** START **

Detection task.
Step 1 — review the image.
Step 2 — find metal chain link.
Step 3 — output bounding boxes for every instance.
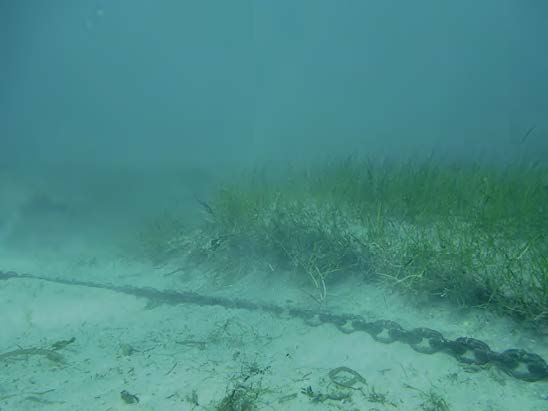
[0,271,548,382]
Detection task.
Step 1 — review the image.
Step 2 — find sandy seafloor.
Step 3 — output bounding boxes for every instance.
[0,173,548,411]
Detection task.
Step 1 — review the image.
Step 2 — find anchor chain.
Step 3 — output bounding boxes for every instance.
[0,271,548,382]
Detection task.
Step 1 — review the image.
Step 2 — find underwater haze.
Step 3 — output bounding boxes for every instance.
[0,0,548,411]
[0,0,548,172]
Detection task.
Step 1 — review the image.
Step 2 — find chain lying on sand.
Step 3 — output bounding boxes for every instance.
[0,271,548,382]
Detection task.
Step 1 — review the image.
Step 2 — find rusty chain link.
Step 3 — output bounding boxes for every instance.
[0,271,548,382]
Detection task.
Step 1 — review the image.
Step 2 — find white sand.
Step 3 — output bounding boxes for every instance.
[0,243,548,410]
[0,169,548,411]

** END **

Which lines in the records above contain the string "link"? Gather every one of them, and treat uppercase and lowercase as different.

§ FULL SOLUTION
Step 2 — find metal chain link.
Step 2 — find rusty chain link.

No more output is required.